╭─ Given data

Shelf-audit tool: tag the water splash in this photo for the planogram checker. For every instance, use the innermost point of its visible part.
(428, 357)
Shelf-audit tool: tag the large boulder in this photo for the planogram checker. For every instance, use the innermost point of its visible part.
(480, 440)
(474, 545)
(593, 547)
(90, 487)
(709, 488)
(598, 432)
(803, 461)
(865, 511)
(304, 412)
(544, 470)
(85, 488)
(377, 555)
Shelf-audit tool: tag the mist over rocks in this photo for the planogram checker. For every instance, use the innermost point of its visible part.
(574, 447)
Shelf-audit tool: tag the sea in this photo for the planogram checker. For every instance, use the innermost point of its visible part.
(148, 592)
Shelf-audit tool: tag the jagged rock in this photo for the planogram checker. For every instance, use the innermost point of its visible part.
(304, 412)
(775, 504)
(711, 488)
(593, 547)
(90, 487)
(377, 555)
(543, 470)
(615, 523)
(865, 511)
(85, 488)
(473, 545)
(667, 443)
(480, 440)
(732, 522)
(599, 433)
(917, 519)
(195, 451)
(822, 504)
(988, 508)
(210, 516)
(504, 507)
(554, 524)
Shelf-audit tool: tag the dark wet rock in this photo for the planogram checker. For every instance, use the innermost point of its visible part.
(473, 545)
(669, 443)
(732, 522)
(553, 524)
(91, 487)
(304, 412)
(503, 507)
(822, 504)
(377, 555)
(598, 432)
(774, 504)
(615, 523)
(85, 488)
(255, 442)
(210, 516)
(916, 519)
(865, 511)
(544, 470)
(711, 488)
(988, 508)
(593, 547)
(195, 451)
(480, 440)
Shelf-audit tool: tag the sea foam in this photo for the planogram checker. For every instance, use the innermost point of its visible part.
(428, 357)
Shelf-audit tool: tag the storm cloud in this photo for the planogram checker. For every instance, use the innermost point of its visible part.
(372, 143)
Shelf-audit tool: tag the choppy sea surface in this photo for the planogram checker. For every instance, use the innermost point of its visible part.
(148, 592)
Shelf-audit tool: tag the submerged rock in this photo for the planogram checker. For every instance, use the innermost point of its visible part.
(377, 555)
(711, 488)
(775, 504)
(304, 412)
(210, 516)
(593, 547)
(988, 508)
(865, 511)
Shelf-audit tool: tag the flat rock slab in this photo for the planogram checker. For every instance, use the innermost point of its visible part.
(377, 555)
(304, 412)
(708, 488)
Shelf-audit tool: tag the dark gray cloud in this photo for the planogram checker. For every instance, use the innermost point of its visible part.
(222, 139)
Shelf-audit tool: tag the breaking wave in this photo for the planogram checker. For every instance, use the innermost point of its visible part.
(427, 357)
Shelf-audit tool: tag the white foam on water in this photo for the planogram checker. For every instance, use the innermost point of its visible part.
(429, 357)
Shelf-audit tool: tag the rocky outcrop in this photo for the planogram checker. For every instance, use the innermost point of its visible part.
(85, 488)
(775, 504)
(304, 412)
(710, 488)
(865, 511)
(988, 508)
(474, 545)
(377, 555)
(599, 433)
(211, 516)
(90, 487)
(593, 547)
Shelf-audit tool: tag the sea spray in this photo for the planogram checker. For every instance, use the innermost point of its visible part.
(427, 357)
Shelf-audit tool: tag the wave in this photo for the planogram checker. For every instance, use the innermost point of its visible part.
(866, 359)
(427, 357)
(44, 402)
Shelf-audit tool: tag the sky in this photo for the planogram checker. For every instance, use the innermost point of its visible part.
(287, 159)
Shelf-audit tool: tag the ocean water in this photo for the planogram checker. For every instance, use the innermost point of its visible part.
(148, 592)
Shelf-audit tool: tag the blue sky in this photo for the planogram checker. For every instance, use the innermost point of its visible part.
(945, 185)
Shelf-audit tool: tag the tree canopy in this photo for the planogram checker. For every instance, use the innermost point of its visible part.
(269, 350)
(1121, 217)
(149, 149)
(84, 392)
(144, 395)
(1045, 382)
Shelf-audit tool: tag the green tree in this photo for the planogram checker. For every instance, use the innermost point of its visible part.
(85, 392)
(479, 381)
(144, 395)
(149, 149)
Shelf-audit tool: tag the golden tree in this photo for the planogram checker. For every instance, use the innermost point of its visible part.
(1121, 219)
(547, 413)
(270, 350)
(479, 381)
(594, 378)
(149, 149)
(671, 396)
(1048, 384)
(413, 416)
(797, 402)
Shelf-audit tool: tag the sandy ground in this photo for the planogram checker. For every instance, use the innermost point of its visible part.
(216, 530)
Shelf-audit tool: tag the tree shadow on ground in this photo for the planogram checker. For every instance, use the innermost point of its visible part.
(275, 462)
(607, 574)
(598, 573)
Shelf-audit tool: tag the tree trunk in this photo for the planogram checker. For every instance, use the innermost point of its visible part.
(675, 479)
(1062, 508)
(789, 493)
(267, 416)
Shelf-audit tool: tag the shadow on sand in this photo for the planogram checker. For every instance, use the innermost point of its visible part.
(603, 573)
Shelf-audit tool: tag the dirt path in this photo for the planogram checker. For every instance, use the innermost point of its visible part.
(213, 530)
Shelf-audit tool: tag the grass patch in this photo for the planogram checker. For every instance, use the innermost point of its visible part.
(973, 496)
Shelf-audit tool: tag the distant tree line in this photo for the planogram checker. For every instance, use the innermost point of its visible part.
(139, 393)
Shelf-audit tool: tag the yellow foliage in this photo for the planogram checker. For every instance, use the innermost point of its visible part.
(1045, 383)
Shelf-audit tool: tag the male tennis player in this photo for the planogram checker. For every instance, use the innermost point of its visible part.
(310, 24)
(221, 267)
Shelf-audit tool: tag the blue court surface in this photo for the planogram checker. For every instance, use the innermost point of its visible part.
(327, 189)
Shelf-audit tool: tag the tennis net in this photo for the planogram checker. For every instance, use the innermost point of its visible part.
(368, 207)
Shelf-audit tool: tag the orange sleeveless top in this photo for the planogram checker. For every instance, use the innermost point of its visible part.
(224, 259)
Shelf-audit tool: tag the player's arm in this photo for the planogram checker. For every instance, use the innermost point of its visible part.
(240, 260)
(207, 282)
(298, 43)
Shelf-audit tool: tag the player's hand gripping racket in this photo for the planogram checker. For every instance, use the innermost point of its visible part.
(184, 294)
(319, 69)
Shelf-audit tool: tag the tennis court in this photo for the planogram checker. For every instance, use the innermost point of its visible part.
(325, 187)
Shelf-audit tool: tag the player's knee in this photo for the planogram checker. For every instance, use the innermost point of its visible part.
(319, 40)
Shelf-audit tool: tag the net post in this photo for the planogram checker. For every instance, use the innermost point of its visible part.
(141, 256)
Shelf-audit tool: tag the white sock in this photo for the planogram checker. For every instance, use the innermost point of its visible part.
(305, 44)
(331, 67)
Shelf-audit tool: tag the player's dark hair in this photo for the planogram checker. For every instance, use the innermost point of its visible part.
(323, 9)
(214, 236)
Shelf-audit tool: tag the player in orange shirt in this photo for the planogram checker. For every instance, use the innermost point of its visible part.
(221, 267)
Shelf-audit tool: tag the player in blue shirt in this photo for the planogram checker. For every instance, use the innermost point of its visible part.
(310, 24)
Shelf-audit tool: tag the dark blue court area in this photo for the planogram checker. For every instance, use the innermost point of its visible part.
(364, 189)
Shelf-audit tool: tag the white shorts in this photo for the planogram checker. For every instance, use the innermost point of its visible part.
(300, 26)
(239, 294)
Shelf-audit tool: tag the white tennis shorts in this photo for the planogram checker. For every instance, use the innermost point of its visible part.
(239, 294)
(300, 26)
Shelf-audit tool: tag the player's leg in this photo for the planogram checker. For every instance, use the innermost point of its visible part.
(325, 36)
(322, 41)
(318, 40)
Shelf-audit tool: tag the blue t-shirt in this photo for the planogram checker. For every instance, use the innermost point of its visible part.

╰─

▸ **Your goal**: Render the material above as a Markdown table with the columns Row and Line, putting each non-blank line in its own numbered row.

▸ **Result below**:
| Row | Line |
|---|---|
| 1 | Shelf-audit tool: tag the water splash in this photo for the planogram checker. For every instance, use the innermost point of its visible part. |
| 2 | (428, 357) |
| 3 | Shelf-audit tool: tag the large boulder in this photo for the planogram checker. For every instance, use the innermost point of its visible part. |
| 4 | (480, 440) |
| 5 | (474, 545) |
| 6 | (593, 547) |
| 7 | (90, 487) |
| 8 | (709, 488) |
| 9 | (598, 432) |
| 10 | (803, 461) |
| 11 | (865, 511) |
| 12 | (304, 412) |
| 13 | (544, 470) |
| 14 | (85, 488) |
| 15 | (377, 555) |
| 16 | Shelf-audit tool: tag the mist over rocks in this photo for the planogram checker. For every instance, use the innermost point of its visible part. |
| 17 | (574, 447) |
| 18 | Shelf-audit tool: tag the sea in this photo for the planogram checker. For every instance, use the innermost point of its visible part. |
| 19 | (148, 592) |
| 20 | Shelf-audit tool: tag the jagged rock in this photo for the planogram checker. For every instance, use the innermost point of its visible part. |
| 21 | (304, 412) |
| 22 | (775, 504) |
| 23 | (711, 488) |
| 24 | (593, 547) |
| 25 | (90, 487) |
| 26 | (377, 555) |
| 27 | (543, 470) |
| 28 | (615, 523) |
| 29 | (865, 511) |
| 30 | (85, 488) |
| 31 | (473, 545) |
| 32 | (667, 443) |
| 33 | (480, 440) |
| 34 | (732, 522) |
| 35 | (599, 433) |
| 36 | (917, 519) |
| 37 | (195, 451) |
| 38 | (822, 504) |
| 39 | (988, 508) |
| 40 | (210, 516) |
| 41 | (504, 507) |
| 42 | (554, 524) |
| 43 | Shelf-audit tool: tag the dark wet rock in this photo for the planogram checker. For every instance, use the innermost point of its visible part. |
| 44 | (473, 545) |
| 45 | (669, 443) |
| 46 | (732, 522) |
| 47 | (553, 524) |
| 48 | (91, 487) |
| 49 | (304, 412) |
| 50 | (503, 507) |
| 51 | (822, 504) |
| 52 | (377, 555) |
| 53 | (598, 432) |
| 54 | (774, 504) |
| 55 | (615, 523) |
| 56 | (85, 488) |
| 57 | (255, 442) |
| 58 | (210, 516) |
| 59 | (916, 519) |
| 60 | (865, 511) |
| 61 | (544, 470) |
| 62 | (711, 488) |
| 63 | (988, 508) |
| 64 | (593, 547) |
| 65 | (195, 451) |
| 66 | (480, 440) |
| 67 | Shelf-audit tool: tag the sea foam in this photo for the planogram checker. For every instance, use the innermost point of its visible part. |
| 68 | (428, 357) |
| 69 | Shelf-audit tool: tag the storm cloud in this photo for the planogram checker. For every instance, use the innermost point of its visible part. |
| 70 | (372, 143) |
| 71 | Shelf-audit tool: tag the choppy sea surface in this photo for the planogram checker. For every instance, use the innermost point of its visible part. |
| 72 | (148, 592) |
| 73 | Shelf-audit tool: tag the submerged rock in this photo for the planogram checker. For every instance, use the innermost point of its visible part. |
| 74 | (377, 555) |
| 75 | (711, 488) |
| 76 | (775, 504) |
| 77 | (304, 412) |
| 78 | (210, 516) |
| 79 | (593, 547) |
| 80 | (988, 508) |
| 81 | (865, 511) |
| 82 | Shelf-audit tool: tag the flat rock slab in this photo for the planogram checker. For every instance, use the innermost point of its visible part. |
| 83 | (377, 555) |
| 84 | (304, 412) |
| 85 | (708, 488) |
| 86 | Shelf-audit tool: tag the dark gray cloud in this photo for the planogram checker. For every instance, use the innermost point of its visible part. |
| 87 | (222, 139) |
| 88 | Shelf-audit tool: tag the breaking wave in this photo for the planogram checker. For every instance, use the innermost point of its visible part. |
| 89 | (427, 357) |
| 90 | Shelf-audit tool: tag the white foam on water in this photo for the planogram checker. For every instance, use the innermost point of its visible part. |
| 91 | (429, 357) |
| 92 | Shelf-audit tool: tag the rocky outcrop in this photo for the planogram checker. For every instance, use the innermost point of its visible part. |
| 93 | (85, 488) |
| 94 | (775, 504) |
| 95 | (304, 412) |
| 96 | (710, 488) |
| 97 | (865, 511) |
| 98 | (988, 508) |
| 99 | (474, 545) |
| 100 | (377, 555) |
| 101 | (599, 433) |
| 102 | (211, 516) |
| 103 | (90, 487) |
| 104 | (593, 547) |
| 105 | Shelf-audit tool: tag the sea spray in this photo for the planogram checker. For every instance, use the innermost point of its visible part. |
| 106 | (427, 357) |
| 107 | Shelf-audit tool: tag the wave in this photo for the planogram checker. For every instance, use the innermost point of its visible part. |
| 108 | (866, 359) |
| 109 | (427, 357) |
| 110 | (44, 402) |
| 111 | Shelf-audit tool: tag the sky in this photo for the planogram checker. For every instance, use the innermost point of its visible part. |
| 112 | (287, 159) |
| 113 | Shelf-audit tool: tag the ocean water in this photo for the planogram checker. For every instance, use the innermost point of its visible part. |
| 114 | (148, 592) |
| 115 | Shelf-audit tool: tag the blue sky in this photo for the planogram checker. For every instance, use the innermost point of its visible part. |
| 116 | (945, 185) |
| 117 | Shelf-audit tool: tag the tree canopy in this photo for the planogram checker. For every instance, use the innermost point of its visible part. |
| 118 | (269, 350) |
| 119 | (1121, 217) |
| 120 | (149, 149) |
| 121 | (84, 392) |
| 122 | (144, 395) |
| 123 | (1045, 382) |
| 124 | Shelf-audit tool: tag the green tree in this photo for the planogram checker. For every instance, use the innermost point of its visible part. |
| 125 | (85, 392) |
| 126 | (479, 381) |
| 127 | (144, 395) |
| 128 | (149, 149) |
| 129 | Shelf-audit tool: tag the golden tree in this photo for the planogram checker. For every instance, use the innermost point of its visible part. |
| 130 | (1121, 219) |
| 131 | (547, 413) |
| 132 | (270, 350) |
| 133 | (479, 381) |
| 134 | (594, 378) |
| 135 | (149, 149) |
| 136 | (671, 396) |
| 137 | (1048, 384) |
| 138 | (413, 416) |
| 139 | (797, 402) |
| 140 | Shelf-audit tool: tag the sandy ground in this photo for the planogram checker. For every instance, use the innermost point of its visible part. |
| 141 | (216, 530) |
| 142 | Shelf-audit tool: tag the tree shadow on ground in this photo for the planogram checker. For every instance, use the innermost point of its visible part. |
| 143 | (275, 462) |
| 144 | (607, 574) |
| 145 | (598, 573) |
| 146 | Shelf-audit tool: tag the tree trunk in this photo for the planogram checker. For every instance, use the innermost point of its visible part. |
| 147 | (675, 479) |
| 148 | (1062, 508) |
| 149 | (789, 493) |
| 150 | (267, 416) |
| 151 | Shelf-audit tool: tag the shadow on sand in this photo for the planogram checker. For every instance, use the innermost point of its visible part. |
| 152 | (603, 573) |
| 153 | Shelf-audit tool: tag the dirt path in this photo for the planogram checker. For every instance, use the innermost point of its visible part. |
| 154 | (213, 530) |
| 155 | Shelf-audit tool: tag the grass patch in this photo for the planogram checker. For every instance, use the innermost point of its visible part. |
| 156 | (973, 496) |
| 157 | Shelf-audit tool: tag the distant tree line in this photo for the planogram checker. For every instance, use the innermost point of its visible part. |
| 158 | (139, 393) |
| 159 | Shelf-audit tool: tag the yellow foliage in this photo for the planogram checker. For every instance, use the innermost point of its visible part. |
| 160 | (1045, 383) |
| 161 | Shelf-audit tool: tag the male tennis player in this photo for the planogram checker. For every instance, use the innermost point of its visible part. |
| 162 | (310, 24) |
| 163 | (221, 267) |
| 164 | Shelf-audit tool: tag the blue court surface in this photo for the planogram checker. For every instance, use the innermost point of its visible part. |
| 165 | (327, 189) |
| 166 | Shelf-audit tool: tag the tennis net in this photo for the planogram checker. For every instance, use the innermost point of its visible part. |
| 167 | (368, 207) |
| 168 | Shelf-audit tool: tag the orange sleeveless top in this photo for the planogram checker. For every instance, use the innermost point of its visible part. |
| 169 | (224, 259) |
| 170 | Shelf-audit tool: tag the player's arm in this photo for the planogram checker. For every instance, use the innermost point of its visible part. |
| 171 | (240, 260) |
| 172 | (207, 282) |
| 173 | (298, 43) |
| 174 | Shelf-audit tool: tag the player's hand gripping racket in this photo for the planogram checker. For every instance, use the innermost point of its visible part. |
| 175 | (184, 294) |
| 176 | (319, 69) |
| 177 | Shelf-audit tool: tag the tennis court in this photo for the planogram checker. For every instance, use the innermost point of its visible part. |
| 178 | (325, 187) |
| 179 | Shelf-audit tool: tag the player's knee in this photo for the planogram checker. For every instance, use the innermost point of its visible part. |
| 180 | (319, 40) |
| 181 | Shelf-audit tool: tag the net post in this photo for the planogram checker. For every instance, use the innermost point of its visible part. |
| 182 | (141, 256) |
| 183 | Shelf-audit tool: tag the white sock in this photo for the planogram checker. For every instance, use the innermost point of its visible part. |
| 184 | (305, 44) |
| 185 | (331, 67) |
| 186 | Shelf-audit tool: tag the player's dark hair in this photo for the planogram checker. For every instance, use the innermost point of its visible part. |
| 187 | (323, 9) |
| 188 | (214, 236) |
| 189 | Shelf-audit tool: tag the player in orange shirt in this photo for the planogram checker. For every instance, use the innermost point of its visible part. |
| 190 | (221, 267) |
| 191 | Shelf-audit tool: tag the player in blue shirt in this photo for the planogram checker. For every instance, use the innermost point of its visible part. |
| 192 | (310, 24) |
| 193 | Shelf-audit tool: tag the dark blue court area in this photo for the planogram checker. For every instance, use the innermost point of its visible part. |
| 194 | (364, 189) |
| 195 | Shelf-audit tool: tag the white shorts in this photo for the planogram checker. For every instance, use the innermost point of its visible part. |
| 196 | (300, 26) |
| 197 | (239, 294) |
| 198 | Shelf-audit tool: tag the white tennis shorts in this photo for the planogram checker. For every instance, use the innermost point of its visible part. |
| 199 | (239, 294) |
| 200 | (300, 26) |
| 201 | Shelf-audit tool: tag the player's leg in this photo for the planogram checker. For every instance, use the innermost point of its visible part. |
| 202 | (325, 36) |
| 203 | (322, 41) |
| 204 | (318, 40) |
| 205 | Shelf-audit tool: tag the blue t-shirt in this photo for the planogram checker. For every instance, use the innermost point of its visible part. |